_TASK BRIEF_
Extract each line in the rows below that contains the string "railing", and reproduce those lines unchanged.

_DATA LISTING_
===

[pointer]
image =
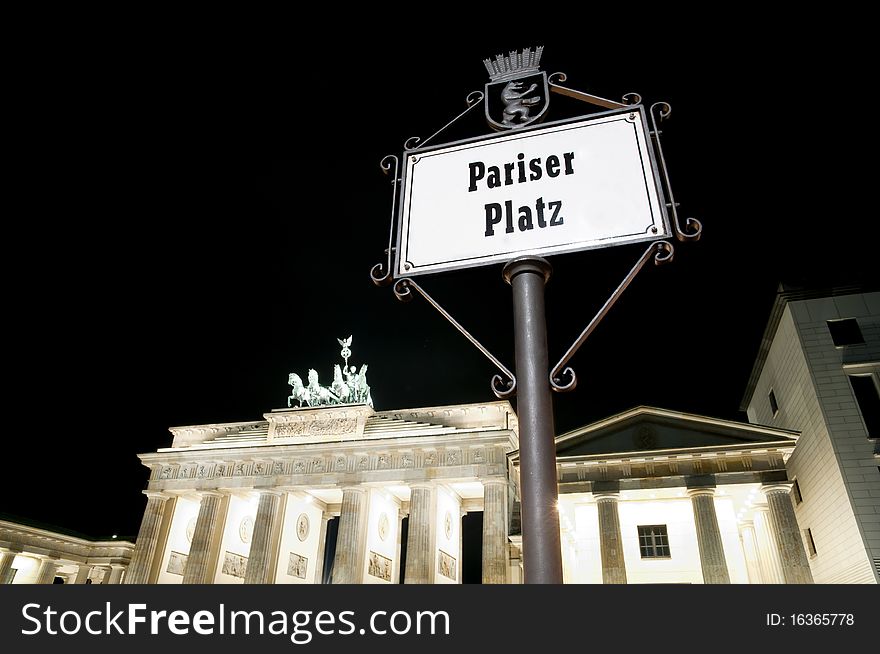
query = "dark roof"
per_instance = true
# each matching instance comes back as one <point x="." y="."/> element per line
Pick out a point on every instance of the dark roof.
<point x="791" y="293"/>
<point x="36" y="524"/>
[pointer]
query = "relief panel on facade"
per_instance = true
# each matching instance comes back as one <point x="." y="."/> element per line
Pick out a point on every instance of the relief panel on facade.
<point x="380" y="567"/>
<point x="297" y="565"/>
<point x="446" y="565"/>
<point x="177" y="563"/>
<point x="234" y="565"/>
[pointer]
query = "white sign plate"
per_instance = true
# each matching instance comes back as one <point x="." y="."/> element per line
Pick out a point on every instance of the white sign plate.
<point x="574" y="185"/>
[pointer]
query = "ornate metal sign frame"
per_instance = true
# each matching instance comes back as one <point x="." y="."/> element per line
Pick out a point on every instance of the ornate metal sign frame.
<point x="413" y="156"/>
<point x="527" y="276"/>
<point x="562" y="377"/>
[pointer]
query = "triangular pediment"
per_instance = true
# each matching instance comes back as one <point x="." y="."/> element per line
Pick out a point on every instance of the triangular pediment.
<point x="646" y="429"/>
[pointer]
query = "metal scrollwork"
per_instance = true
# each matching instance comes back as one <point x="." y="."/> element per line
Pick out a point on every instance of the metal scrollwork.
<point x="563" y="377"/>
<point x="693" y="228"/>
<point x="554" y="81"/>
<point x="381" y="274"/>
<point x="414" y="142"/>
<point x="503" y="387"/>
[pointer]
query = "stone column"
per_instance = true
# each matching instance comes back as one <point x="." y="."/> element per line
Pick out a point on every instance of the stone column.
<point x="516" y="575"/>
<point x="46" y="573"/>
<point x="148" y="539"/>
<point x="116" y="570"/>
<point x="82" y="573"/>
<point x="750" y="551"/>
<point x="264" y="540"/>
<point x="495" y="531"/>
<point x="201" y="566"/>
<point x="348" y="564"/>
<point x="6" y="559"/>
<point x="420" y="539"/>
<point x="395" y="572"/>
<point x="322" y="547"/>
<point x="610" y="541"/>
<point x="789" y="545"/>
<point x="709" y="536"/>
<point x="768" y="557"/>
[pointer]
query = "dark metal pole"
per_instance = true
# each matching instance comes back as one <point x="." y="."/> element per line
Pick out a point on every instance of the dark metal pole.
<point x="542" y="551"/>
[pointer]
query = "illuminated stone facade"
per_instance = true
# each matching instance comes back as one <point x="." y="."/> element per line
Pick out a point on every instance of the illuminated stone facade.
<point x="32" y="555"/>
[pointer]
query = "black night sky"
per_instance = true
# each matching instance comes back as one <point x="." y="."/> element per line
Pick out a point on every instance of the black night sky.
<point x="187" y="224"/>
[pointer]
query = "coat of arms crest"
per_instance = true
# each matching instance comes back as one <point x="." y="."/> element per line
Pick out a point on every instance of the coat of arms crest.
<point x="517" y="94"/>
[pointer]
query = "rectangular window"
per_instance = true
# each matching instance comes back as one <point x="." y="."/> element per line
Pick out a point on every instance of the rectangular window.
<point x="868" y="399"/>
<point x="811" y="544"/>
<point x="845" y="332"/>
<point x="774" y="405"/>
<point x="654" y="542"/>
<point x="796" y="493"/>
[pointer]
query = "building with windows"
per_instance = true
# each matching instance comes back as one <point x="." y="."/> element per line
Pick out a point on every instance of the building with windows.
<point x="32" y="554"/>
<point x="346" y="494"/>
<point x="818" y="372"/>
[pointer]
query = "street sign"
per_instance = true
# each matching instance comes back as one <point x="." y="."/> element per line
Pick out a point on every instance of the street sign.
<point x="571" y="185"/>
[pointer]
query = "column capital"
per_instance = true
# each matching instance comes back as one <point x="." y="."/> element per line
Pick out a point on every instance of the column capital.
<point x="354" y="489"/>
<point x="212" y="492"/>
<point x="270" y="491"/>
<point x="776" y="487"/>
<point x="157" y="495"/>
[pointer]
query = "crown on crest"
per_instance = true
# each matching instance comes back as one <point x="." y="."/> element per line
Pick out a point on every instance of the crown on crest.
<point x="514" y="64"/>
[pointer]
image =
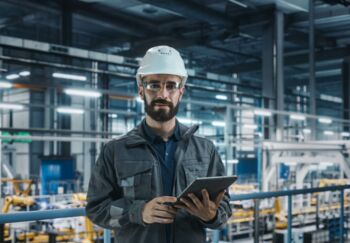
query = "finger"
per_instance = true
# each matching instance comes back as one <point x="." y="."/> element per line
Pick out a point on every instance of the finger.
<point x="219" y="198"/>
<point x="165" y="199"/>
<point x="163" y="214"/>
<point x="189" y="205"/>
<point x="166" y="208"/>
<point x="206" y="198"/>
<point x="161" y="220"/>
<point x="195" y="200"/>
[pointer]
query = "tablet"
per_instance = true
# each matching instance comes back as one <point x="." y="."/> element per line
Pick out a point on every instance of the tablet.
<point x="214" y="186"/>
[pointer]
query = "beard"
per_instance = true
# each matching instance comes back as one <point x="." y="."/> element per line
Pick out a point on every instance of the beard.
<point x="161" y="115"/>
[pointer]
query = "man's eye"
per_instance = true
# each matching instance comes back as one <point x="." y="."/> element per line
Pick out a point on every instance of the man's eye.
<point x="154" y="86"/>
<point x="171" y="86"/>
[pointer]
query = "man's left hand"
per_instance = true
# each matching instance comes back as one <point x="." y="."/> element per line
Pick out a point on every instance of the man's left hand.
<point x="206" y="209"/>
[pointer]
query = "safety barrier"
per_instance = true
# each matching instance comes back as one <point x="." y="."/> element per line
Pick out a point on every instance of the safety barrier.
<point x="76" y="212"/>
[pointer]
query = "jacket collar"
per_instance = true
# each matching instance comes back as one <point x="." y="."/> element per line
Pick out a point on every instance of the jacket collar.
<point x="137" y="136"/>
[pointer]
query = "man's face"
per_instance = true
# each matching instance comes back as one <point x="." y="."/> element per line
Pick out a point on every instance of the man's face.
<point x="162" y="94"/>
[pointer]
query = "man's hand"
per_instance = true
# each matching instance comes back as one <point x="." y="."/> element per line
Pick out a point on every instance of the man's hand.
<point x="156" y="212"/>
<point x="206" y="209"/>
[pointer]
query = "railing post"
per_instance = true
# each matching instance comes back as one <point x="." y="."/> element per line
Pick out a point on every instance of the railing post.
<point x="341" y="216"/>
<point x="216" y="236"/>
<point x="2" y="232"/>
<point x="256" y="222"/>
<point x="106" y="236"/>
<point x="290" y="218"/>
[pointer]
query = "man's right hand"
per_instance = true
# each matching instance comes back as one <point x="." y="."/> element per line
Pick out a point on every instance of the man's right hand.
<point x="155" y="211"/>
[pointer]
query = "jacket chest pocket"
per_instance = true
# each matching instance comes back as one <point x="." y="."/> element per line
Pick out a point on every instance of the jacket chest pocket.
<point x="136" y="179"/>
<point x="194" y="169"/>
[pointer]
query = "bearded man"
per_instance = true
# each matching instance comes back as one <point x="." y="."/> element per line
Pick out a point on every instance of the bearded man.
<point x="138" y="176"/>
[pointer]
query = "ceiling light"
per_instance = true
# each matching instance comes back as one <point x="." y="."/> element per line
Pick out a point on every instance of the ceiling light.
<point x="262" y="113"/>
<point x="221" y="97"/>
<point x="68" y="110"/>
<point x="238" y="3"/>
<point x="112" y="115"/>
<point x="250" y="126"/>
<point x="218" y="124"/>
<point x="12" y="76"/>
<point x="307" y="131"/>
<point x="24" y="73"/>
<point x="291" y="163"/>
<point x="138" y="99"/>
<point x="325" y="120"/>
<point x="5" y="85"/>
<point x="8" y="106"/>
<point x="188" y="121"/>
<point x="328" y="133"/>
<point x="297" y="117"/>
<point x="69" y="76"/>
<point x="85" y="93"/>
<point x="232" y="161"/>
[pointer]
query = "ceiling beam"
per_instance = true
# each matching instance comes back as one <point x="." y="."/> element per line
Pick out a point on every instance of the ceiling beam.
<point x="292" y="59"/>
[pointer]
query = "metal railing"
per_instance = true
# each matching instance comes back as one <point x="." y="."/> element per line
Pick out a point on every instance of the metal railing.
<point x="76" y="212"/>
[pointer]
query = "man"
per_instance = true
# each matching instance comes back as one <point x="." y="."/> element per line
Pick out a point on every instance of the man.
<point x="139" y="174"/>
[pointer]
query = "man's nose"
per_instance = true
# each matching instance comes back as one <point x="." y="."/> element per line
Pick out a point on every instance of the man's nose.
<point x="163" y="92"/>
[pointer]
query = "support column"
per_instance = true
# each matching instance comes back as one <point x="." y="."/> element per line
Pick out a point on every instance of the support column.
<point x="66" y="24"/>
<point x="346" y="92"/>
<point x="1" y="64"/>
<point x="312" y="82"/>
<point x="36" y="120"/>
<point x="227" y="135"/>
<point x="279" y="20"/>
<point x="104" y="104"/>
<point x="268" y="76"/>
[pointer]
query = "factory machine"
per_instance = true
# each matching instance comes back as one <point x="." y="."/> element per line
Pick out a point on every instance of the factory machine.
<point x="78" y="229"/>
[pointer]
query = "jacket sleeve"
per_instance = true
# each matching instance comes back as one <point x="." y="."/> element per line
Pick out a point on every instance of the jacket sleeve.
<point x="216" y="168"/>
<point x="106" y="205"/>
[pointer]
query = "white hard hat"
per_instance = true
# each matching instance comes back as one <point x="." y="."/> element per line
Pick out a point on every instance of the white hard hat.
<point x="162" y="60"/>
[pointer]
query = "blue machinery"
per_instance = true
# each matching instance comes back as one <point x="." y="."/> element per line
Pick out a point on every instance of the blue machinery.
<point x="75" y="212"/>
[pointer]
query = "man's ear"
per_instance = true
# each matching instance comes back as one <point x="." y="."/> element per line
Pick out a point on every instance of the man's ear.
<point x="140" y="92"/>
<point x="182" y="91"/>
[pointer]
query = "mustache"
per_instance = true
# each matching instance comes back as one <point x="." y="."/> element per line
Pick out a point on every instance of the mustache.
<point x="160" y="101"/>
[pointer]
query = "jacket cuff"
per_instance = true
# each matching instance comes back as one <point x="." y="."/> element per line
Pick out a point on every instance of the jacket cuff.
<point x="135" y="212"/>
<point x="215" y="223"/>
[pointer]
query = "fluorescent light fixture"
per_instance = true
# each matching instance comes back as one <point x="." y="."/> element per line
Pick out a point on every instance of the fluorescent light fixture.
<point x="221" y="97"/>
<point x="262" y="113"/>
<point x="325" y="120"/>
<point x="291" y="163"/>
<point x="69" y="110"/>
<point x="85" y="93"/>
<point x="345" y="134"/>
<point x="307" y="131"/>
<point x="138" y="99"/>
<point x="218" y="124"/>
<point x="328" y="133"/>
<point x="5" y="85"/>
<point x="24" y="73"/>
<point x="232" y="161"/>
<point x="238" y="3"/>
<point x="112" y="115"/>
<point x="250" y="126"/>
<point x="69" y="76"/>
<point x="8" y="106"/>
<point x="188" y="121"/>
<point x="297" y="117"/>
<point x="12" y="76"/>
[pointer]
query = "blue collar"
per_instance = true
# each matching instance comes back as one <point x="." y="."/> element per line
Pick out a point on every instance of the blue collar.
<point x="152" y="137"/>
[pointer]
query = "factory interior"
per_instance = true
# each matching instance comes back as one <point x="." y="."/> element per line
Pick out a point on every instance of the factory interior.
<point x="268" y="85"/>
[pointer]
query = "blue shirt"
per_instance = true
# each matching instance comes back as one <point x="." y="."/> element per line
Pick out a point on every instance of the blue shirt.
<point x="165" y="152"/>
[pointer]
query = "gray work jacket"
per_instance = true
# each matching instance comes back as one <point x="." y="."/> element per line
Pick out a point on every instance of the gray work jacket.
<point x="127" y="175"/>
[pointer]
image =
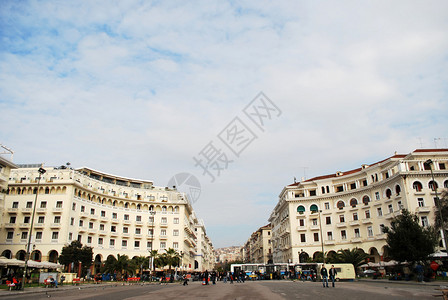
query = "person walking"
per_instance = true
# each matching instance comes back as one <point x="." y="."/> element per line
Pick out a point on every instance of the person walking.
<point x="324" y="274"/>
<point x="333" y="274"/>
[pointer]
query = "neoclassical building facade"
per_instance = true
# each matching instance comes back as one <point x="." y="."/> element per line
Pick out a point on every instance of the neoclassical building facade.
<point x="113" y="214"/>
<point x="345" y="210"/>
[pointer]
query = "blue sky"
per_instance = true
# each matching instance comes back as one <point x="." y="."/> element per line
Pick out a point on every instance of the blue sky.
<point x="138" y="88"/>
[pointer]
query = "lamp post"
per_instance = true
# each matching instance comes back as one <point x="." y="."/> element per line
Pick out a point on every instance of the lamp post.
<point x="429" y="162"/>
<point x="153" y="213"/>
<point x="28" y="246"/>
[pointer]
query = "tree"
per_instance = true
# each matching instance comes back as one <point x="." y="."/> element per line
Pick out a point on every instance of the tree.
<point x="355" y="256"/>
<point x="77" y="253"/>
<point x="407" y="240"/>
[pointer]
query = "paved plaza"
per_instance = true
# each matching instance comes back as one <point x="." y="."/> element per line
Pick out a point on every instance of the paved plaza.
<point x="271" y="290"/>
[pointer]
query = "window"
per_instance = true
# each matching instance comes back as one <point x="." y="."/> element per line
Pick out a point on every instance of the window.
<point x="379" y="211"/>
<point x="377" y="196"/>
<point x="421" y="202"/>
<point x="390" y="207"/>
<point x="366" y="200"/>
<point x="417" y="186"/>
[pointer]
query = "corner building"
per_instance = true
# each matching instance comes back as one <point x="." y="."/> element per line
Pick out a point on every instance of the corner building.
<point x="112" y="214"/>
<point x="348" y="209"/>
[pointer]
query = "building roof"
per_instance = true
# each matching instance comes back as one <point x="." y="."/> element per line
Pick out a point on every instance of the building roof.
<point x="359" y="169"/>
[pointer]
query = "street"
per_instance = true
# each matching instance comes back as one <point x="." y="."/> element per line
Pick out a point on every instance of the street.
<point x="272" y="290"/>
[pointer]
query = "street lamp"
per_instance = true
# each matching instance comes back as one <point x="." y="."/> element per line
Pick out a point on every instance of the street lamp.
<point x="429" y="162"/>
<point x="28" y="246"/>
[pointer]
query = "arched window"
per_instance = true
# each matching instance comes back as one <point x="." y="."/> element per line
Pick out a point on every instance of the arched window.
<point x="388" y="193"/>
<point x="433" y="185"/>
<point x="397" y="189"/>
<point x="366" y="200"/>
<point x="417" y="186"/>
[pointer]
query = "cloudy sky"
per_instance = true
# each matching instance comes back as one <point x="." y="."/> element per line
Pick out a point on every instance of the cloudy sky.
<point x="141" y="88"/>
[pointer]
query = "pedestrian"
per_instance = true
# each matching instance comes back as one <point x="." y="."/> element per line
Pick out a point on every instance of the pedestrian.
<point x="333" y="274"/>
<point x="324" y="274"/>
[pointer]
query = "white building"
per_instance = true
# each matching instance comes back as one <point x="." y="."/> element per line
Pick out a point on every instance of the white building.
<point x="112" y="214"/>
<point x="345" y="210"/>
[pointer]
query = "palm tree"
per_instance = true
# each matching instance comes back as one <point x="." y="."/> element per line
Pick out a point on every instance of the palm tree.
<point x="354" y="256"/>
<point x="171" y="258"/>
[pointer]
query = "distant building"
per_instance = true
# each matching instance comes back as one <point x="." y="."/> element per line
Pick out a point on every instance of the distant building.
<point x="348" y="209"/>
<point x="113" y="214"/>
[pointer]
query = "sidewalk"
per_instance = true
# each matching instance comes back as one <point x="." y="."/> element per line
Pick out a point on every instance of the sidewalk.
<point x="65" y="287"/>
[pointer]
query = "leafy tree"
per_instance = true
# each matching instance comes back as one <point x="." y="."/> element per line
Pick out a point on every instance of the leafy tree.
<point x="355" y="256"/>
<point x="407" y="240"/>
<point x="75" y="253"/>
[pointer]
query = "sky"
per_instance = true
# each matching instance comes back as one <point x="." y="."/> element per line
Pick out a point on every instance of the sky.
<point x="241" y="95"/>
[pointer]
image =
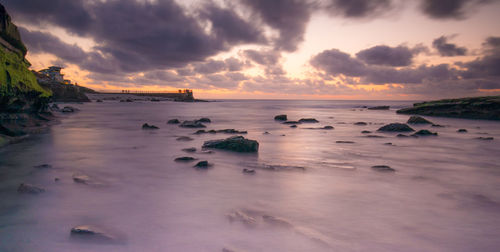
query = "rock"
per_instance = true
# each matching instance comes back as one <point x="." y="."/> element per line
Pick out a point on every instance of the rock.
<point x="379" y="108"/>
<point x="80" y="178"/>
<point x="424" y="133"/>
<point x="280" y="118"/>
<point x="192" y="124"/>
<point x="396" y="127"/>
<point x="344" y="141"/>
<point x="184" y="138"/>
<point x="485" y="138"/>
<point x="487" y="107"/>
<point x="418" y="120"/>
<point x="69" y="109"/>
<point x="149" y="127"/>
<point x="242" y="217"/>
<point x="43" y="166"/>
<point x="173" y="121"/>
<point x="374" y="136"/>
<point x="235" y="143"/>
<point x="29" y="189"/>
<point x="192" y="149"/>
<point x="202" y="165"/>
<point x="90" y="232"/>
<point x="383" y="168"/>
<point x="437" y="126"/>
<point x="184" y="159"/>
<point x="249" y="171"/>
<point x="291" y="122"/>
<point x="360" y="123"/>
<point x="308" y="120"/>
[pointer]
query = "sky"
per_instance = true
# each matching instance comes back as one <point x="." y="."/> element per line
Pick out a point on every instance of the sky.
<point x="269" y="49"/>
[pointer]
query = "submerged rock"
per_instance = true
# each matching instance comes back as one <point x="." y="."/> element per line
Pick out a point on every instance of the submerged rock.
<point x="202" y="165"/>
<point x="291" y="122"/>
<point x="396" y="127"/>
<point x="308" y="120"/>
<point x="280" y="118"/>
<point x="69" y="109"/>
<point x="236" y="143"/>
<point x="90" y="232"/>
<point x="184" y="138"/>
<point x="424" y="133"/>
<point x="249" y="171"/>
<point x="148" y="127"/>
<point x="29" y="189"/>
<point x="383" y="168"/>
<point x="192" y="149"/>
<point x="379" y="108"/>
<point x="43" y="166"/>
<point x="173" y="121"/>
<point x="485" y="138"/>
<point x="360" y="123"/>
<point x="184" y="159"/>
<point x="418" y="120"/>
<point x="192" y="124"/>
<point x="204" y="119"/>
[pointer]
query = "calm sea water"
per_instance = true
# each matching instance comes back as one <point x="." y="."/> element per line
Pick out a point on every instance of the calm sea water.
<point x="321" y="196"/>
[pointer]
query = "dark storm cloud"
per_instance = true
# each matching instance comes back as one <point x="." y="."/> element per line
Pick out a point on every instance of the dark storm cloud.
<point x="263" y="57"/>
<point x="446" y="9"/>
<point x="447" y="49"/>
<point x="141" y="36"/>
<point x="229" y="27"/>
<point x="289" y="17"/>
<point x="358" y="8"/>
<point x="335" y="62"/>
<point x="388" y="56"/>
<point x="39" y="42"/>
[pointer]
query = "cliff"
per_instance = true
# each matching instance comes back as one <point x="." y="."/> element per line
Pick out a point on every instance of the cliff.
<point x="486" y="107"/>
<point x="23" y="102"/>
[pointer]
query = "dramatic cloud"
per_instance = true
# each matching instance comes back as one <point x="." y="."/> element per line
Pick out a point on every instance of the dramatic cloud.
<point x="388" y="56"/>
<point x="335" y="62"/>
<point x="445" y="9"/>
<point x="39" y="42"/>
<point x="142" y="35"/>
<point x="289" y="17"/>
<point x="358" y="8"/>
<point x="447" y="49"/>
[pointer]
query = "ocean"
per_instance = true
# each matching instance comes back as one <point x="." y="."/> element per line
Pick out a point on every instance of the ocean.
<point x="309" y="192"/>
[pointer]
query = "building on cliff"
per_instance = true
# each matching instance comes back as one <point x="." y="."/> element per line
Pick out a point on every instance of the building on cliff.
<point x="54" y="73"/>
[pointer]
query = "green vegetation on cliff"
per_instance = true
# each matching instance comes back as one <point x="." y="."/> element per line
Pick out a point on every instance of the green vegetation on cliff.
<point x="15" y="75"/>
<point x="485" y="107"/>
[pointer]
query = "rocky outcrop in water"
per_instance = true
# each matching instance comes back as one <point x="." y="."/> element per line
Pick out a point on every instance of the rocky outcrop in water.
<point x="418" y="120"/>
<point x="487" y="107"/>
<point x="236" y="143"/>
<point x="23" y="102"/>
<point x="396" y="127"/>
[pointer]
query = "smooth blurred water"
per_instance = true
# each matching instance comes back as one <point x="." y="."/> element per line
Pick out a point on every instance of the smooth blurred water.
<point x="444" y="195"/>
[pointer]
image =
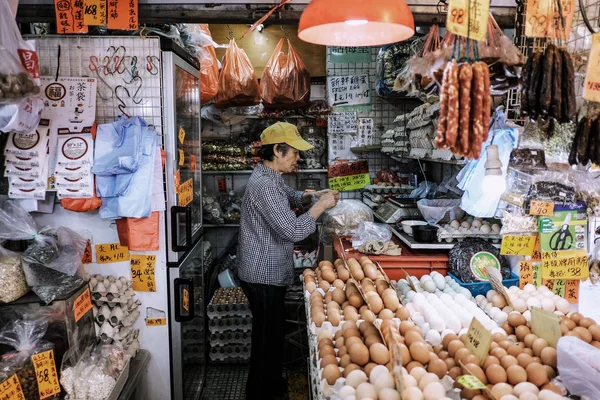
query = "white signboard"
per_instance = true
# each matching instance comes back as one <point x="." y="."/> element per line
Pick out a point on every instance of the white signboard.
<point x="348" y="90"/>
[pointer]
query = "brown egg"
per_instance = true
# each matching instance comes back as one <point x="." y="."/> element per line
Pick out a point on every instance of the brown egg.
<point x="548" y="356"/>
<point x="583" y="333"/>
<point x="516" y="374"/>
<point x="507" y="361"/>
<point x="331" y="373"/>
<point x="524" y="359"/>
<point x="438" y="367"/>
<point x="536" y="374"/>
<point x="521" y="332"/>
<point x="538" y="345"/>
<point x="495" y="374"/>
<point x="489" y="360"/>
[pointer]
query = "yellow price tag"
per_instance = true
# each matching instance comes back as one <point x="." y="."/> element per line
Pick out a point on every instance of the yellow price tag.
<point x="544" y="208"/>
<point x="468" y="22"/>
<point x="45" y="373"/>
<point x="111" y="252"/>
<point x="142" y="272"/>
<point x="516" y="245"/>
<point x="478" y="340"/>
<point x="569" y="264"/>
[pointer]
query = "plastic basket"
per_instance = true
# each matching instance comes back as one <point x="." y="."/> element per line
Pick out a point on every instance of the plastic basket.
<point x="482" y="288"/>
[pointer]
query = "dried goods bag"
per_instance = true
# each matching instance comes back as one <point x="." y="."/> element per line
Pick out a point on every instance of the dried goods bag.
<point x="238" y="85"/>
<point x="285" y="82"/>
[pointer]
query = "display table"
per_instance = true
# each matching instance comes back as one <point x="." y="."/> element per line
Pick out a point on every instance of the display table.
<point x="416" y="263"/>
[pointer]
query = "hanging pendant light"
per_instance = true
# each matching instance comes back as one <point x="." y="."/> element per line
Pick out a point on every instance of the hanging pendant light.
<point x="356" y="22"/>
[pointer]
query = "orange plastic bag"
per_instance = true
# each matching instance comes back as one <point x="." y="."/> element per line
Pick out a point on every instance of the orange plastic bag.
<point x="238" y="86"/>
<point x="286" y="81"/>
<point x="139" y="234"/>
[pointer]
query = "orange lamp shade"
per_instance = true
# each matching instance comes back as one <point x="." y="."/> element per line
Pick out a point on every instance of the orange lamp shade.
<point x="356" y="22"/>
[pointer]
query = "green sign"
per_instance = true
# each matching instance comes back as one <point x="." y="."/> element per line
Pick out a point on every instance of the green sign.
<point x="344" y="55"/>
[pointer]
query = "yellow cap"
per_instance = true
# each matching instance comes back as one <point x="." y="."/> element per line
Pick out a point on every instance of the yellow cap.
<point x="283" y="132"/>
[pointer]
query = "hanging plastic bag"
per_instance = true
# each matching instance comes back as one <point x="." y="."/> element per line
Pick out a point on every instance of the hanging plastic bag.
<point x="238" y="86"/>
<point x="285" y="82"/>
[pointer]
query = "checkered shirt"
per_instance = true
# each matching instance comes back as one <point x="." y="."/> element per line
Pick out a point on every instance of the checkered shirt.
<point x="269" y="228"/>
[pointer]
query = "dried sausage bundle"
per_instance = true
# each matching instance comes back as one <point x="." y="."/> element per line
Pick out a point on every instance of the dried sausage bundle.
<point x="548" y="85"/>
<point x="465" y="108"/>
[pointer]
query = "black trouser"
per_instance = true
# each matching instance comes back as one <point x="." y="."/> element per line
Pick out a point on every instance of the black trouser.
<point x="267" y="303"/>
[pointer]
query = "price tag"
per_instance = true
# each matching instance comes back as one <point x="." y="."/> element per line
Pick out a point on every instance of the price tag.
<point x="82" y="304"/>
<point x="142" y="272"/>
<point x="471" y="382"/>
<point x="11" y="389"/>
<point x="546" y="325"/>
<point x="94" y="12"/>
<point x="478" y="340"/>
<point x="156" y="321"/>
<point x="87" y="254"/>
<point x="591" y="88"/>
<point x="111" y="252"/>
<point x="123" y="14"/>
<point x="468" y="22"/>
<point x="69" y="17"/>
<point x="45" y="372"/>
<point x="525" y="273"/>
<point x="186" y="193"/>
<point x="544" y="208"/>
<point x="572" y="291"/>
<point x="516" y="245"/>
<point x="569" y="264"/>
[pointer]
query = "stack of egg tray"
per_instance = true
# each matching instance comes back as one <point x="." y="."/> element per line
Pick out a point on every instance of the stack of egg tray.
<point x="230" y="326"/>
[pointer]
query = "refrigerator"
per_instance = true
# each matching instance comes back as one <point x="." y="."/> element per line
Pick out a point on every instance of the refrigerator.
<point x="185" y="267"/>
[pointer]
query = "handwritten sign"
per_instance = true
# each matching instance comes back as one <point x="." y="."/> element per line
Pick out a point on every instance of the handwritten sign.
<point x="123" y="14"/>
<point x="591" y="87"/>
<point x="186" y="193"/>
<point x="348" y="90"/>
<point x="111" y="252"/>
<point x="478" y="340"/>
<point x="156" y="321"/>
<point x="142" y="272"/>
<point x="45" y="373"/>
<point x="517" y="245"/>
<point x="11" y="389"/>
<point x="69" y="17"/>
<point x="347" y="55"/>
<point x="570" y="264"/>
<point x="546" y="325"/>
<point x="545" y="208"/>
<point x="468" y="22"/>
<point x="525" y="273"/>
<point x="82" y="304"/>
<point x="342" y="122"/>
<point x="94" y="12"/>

===

_RESULT FOR THIS TASK_
query = "railing post"
Pick out a point on every instance of the railing post.
query = "metal railing"
Pick out a point on every instance of the metal railing.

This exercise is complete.